Problem description → Print the records below word for word, beginning with the first line and ending once the line containing "positive clicks: (434, 129)" is printed.

** Data supplied follows **

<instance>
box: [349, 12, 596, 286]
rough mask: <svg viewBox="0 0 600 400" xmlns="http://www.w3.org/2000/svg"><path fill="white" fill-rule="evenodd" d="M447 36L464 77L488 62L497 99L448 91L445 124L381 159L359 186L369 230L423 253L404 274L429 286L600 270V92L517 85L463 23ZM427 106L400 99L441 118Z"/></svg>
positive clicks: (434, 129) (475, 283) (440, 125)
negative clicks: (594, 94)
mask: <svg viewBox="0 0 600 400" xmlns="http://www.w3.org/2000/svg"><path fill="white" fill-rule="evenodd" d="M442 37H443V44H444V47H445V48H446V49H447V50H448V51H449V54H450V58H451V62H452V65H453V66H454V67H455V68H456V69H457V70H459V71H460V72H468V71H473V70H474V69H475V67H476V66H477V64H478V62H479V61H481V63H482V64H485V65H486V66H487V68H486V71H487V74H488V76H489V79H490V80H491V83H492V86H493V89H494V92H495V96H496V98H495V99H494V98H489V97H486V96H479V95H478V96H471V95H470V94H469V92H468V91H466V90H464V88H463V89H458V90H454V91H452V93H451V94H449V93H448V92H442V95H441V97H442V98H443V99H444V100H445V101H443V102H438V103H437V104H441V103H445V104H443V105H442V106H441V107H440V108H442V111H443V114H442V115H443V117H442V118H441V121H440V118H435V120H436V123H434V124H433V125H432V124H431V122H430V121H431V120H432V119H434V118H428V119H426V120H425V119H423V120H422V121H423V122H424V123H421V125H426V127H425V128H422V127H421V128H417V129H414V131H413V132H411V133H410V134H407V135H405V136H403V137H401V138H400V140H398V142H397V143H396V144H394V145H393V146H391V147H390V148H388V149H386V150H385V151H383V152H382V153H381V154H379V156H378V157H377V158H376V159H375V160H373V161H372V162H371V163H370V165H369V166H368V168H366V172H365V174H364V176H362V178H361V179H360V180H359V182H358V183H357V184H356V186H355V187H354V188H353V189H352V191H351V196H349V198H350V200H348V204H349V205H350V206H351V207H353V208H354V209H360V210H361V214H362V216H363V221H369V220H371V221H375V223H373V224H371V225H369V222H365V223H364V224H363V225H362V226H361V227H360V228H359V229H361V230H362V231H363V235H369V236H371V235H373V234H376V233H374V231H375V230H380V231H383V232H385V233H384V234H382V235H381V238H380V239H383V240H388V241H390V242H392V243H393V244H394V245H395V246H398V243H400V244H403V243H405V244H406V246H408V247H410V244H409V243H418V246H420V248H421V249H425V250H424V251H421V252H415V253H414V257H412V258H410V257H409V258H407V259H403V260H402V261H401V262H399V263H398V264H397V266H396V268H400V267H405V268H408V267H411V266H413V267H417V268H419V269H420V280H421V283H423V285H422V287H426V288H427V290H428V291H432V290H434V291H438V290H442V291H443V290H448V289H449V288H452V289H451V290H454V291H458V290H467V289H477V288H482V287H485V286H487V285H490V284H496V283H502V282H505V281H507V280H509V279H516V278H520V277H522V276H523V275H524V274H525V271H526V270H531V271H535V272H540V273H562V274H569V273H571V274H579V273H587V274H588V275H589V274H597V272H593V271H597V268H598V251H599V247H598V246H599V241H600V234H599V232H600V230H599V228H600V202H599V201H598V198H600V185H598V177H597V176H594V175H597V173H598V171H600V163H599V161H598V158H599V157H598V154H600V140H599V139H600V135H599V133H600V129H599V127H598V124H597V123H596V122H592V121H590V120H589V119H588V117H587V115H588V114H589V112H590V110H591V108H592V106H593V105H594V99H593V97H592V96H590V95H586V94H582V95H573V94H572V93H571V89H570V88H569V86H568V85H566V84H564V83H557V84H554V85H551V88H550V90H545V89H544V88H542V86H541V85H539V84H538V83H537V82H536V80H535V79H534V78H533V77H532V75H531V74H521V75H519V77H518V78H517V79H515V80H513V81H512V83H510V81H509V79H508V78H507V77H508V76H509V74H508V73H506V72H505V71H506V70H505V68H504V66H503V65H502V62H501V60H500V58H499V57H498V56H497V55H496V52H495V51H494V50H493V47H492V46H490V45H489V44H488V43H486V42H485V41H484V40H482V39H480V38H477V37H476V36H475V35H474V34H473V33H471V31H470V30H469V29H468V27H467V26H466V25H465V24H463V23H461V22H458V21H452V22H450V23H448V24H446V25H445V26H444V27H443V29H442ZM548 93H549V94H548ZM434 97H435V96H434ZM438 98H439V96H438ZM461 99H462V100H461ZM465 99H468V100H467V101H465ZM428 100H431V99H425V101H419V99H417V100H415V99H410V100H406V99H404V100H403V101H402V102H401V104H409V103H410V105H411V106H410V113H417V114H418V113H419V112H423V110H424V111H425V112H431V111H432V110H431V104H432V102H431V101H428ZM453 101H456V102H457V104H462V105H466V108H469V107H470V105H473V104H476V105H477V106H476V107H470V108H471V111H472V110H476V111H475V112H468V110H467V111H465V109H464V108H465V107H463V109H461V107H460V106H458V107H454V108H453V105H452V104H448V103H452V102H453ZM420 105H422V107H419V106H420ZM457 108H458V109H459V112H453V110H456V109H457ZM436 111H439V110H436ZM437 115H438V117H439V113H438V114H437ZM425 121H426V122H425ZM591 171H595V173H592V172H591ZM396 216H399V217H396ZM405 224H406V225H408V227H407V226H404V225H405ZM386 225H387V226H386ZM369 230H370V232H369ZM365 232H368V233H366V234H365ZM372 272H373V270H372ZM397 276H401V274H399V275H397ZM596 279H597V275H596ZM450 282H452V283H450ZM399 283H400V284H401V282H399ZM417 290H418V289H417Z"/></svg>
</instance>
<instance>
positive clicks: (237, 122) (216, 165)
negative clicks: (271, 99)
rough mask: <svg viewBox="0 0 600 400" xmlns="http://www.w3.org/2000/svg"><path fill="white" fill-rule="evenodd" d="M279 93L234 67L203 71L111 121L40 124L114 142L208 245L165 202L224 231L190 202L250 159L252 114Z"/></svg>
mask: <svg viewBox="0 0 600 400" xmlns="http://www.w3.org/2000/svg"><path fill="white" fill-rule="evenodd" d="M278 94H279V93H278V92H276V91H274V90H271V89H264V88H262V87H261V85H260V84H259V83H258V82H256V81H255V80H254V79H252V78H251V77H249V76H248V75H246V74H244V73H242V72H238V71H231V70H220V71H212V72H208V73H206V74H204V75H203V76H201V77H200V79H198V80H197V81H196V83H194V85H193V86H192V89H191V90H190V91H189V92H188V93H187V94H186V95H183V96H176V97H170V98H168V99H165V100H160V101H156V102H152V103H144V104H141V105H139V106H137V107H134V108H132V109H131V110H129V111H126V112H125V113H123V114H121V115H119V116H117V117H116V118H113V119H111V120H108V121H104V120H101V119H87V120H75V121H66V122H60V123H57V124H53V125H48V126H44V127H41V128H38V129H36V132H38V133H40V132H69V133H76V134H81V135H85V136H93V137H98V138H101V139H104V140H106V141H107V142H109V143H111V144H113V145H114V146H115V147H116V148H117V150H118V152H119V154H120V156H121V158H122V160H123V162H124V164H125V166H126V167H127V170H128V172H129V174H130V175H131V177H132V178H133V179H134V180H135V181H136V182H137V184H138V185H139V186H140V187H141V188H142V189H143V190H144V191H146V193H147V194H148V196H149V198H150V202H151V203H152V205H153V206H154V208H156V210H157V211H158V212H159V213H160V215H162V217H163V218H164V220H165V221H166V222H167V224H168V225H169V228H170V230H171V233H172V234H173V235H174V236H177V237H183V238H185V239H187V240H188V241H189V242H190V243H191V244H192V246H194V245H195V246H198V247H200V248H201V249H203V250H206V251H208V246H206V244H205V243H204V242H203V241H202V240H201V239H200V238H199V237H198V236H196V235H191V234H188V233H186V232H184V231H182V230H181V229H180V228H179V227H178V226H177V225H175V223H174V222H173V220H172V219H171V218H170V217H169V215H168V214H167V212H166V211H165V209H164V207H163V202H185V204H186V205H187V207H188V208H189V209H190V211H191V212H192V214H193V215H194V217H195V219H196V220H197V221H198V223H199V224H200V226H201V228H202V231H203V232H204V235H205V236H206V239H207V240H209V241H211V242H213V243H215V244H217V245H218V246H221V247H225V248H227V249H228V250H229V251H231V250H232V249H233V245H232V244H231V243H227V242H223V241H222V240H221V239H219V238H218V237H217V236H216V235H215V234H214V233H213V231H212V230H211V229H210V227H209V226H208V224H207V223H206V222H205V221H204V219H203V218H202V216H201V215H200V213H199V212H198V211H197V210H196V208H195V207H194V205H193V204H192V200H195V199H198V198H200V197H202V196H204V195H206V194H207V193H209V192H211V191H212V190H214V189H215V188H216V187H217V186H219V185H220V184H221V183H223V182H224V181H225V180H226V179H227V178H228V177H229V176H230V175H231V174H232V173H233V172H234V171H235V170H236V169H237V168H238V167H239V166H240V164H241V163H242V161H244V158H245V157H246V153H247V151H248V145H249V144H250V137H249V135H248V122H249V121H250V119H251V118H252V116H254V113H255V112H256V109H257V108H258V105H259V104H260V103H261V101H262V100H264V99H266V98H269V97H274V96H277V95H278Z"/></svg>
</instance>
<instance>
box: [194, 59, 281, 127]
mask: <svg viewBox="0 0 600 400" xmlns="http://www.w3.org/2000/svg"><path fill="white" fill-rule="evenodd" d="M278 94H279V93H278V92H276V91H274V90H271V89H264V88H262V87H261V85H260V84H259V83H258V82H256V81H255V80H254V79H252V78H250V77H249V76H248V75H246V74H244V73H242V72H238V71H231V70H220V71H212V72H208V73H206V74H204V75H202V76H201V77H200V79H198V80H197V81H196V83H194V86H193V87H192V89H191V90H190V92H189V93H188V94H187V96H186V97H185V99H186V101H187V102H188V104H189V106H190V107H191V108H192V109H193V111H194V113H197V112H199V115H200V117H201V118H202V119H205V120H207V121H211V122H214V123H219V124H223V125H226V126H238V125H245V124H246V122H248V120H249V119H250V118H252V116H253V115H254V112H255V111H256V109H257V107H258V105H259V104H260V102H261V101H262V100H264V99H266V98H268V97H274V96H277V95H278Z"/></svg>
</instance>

** End of Data supplied **

Reply →
<instance>
box: [349, 12, 596, 286]
rough mask: <svg viewBox="0 0 600 400" xmlns="http://www.w3.org/2000/svg"><path fill="white" fill-rule="evenodd" d="M447 36L464 77L488 62L497 99L448 91L445 124L381 159L359 186L369 230L423 253L404 274L429 286L600 270V92L517 85L463 23ZM427 106L400 99L441 118Z"/></svg>
positive clicks: (434, 129) (475, 283) (440, 125)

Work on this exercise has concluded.